Content starts
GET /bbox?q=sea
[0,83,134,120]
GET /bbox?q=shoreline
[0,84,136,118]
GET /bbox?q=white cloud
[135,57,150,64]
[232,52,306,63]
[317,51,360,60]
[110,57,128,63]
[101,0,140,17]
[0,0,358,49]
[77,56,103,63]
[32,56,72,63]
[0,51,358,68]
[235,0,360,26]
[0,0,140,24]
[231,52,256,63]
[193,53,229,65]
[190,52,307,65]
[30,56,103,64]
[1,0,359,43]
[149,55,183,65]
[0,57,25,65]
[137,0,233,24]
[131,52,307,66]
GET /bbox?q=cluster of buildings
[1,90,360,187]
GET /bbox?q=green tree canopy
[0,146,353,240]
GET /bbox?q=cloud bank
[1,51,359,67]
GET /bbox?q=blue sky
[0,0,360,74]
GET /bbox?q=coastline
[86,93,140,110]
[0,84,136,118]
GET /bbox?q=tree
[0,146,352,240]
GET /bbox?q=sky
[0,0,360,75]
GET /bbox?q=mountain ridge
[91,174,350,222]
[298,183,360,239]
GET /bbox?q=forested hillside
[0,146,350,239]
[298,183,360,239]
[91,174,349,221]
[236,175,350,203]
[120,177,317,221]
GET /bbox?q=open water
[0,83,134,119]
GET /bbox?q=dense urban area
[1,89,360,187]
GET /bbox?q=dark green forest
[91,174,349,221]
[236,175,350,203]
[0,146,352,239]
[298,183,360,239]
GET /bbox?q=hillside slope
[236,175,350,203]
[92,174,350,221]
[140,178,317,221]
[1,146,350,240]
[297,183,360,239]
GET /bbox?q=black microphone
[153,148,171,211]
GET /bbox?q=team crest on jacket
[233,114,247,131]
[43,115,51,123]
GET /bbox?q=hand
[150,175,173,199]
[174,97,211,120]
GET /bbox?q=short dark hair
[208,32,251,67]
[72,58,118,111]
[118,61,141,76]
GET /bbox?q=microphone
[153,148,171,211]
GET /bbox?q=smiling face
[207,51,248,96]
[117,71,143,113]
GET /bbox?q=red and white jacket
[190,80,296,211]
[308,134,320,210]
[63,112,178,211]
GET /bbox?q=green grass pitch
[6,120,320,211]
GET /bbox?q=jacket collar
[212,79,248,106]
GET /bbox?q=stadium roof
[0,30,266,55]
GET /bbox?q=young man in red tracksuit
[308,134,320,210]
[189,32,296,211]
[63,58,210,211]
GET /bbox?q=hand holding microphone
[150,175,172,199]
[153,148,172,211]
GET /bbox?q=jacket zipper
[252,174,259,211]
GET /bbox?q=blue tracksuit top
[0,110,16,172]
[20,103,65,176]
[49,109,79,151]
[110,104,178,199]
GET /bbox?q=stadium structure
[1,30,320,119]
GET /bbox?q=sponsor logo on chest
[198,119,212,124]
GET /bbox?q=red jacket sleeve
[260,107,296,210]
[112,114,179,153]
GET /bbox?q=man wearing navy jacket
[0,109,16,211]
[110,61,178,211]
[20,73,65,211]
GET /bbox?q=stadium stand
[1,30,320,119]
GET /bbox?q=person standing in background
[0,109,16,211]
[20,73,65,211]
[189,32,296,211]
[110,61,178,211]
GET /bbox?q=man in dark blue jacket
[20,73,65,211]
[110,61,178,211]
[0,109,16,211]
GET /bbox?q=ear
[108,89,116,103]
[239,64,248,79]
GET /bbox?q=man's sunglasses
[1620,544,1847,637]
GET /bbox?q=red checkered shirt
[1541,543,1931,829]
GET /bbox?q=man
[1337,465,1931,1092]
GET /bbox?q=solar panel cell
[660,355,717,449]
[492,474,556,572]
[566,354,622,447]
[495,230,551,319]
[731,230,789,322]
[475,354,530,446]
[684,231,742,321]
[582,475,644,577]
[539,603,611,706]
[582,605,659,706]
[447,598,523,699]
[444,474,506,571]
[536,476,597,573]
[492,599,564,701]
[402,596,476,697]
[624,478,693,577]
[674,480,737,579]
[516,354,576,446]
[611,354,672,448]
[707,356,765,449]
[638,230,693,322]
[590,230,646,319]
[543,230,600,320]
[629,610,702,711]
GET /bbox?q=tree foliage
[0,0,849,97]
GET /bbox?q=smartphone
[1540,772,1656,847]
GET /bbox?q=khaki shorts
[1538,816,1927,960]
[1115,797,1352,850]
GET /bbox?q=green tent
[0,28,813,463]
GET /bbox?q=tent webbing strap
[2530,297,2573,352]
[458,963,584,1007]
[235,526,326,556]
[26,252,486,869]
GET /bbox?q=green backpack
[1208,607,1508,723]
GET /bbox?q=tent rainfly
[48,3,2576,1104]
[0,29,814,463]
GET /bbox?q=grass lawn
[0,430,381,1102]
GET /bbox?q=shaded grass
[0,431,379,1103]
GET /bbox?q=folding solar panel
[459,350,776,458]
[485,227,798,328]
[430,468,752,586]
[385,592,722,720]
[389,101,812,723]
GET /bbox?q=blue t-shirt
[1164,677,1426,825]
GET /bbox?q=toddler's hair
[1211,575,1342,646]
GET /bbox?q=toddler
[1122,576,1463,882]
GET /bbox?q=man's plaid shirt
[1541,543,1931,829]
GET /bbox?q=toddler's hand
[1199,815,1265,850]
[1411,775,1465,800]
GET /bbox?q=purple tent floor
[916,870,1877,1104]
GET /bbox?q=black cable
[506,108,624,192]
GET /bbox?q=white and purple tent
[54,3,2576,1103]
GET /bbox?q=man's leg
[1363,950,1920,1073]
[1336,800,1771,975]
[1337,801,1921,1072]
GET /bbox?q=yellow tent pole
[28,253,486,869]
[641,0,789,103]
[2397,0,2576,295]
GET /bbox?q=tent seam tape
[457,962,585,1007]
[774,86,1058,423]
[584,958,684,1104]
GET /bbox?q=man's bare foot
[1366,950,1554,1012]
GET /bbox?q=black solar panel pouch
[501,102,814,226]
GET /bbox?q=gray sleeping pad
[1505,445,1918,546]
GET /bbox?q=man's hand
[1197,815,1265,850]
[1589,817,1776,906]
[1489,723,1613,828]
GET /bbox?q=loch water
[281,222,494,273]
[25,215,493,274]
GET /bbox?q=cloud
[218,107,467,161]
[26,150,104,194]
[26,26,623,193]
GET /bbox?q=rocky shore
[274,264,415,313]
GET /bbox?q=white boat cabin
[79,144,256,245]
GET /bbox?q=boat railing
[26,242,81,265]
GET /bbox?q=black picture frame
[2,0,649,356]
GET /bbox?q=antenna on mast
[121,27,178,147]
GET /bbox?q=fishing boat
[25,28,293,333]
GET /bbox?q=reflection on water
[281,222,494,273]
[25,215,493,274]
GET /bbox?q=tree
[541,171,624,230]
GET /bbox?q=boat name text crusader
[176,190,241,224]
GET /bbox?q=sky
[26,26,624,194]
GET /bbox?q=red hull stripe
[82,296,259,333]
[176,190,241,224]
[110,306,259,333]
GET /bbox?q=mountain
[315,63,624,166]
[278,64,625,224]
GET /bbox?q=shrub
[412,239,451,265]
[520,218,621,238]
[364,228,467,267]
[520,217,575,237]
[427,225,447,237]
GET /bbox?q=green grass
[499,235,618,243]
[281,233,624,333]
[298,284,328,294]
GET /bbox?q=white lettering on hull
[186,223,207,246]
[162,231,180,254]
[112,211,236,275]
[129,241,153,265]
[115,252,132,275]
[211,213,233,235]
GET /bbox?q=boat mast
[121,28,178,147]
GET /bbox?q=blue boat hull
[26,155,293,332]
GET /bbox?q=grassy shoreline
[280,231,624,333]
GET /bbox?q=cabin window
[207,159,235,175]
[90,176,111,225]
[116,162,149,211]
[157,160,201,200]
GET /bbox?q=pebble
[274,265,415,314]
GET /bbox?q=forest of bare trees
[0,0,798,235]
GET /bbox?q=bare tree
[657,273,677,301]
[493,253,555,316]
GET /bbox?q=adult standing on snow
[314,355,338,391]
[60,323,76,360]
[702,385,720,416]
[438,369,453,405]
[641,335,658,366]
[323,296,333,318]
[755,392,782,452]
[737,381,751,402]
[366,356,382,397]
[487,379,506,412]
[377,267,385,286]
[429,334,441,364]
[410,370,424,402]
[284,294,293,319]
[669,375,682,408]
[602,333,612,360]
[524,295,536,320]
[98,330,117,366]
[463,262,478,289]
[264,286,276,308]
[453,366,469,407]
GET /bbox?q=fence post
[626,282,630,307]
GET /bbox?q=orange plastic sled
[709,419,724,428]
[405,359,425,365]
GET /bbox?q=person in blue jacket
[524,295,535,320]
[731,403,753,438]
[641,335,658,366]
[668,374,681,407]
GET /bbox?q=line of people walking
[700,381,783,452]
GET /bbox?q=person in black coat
Content ends
* _AIM OF THE TASK_: The response should be an exact copy of the lines from the one with "GET /bbox?q=adult standing on snow" through the end of the data, with no other text.

* _OUTPUT_:
GET /bbox?q=adult standing on snow
[314,355,338,391]
[60,323,76,360]
[702,385,720,416]
[438,369,453,405]
[641,335,658,366]
[323,296,333,318]
[755,392,782,452]
[737,381,751,402]
[366,356,382,397]
[487,379,506,412]
[377,267,385,286]
[429,334,441,364]
[410,370,424,402]
[284,294,293,319]
[669,375,682,408]
[602,333,612,360]
[524,295,536,320]
[98,330,117,366]
[463,262,478,289]
[264,286,276,308]
[453,366,469,407]
GET /bbox?q=fence post
[626,282,630,307]
GET /bbox?q=orange plastic sled
[709,419,724,428]
[405,359,425,365]
GET /bbox?q=person in blue jacket
[524,295,535,320]
[731,403,753,438]
[641,335,658,366]
[668,374,681,407]
GET /bbox?q=line of people walking
[700,381,783,452]
GET /bbox?q=person in black coat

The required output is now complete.